- [WHAT NEEDS TO BE DONE]
From the entries below, please output exactly the lines starting at the one containing "# a ring inside" and ending at the one containing "MULTIPOLYGON (((890 492, 902", both included.

- [MATERIAL SHOWN]
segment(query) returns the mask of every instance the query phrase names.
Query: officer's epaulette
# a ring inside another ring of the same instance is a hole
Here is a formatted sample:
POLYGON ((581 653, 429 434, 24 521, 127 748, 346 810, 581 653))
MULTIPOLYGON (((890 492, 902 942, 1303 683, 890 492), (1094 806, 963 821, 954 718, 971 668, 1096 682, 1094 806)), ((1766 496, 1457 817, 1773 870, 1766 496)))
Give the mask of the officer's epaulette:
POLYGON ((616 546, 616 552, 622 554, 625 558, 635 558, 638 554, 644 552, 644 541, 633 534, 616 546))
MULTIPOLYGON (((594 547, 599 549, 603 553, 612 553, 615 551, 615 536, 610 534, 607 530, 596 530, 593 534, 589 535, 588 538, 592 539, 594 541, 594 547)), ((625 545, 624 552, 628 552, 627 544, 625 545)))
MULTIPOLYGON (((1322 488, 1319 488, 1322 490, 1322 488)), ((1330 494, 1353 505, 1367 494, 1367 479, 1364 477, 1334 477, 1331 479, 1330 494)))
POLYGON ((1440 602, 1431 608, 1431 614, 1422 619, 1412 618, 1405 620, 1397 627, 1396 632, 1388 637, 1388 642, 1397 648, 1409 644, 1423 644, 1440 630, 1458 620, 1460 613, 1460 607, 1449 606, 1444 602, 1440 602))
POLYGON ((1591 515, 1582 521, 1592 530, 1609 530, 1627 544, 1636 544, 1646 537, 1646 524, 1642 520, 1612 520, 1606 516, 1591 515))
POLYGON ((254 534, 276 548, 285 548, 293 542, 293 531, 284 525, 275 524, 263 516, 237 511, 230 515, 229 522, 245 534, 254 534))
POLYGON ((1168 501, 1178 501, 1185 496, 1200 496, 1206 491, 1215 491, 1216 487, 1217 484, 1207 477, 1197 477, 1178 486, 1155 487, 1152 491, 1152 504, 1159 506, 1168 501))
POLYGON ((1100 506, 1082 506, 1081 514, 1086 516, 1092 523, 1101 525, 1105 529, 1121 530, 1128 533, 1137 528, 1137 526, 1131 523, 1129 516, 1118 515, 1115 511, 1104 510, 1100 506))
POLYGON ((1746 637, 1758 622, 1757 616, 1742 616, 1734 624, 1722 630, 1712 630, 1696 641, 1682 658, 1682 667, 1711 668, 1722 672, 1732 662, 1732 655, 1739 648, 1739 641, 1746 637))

- [SOLVED EXERCISE]
# a ring inside another ring of the same instance is a hole
Here is a formatted sample:
POLYGON ((581 653, 429 434, 24 521, 127 748, 346 810, 581 653))
MULTIPOLYGON (((890 492, 902 942, 1303 683, 890 492), (1094 806, 963 821, 954 718, 971 668, 1096 682, 1094 806)), ((1766 496, 1457 817, 1773 870, 1766 496)))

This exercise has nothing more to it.